"""

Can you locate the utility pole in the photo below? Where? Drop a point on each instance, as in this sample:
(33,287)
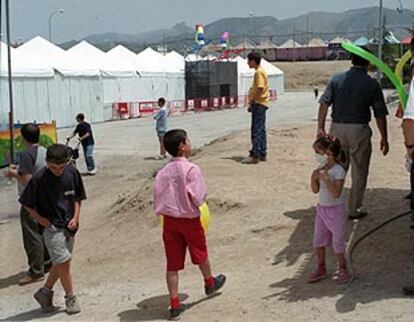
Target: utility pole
(11,112)
(381,35)
(294,44)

"""

* **TASK STATEMENT**: Would you copy out the material above exactly, without the pictures in it?

* **TASK RESULT**:
Can you locate the utility pole in the photo below? Where? Drop a point on each instance, as in this sample:
(33,287)
Target: utility pole
(11,112)
(381,35)
(294,44)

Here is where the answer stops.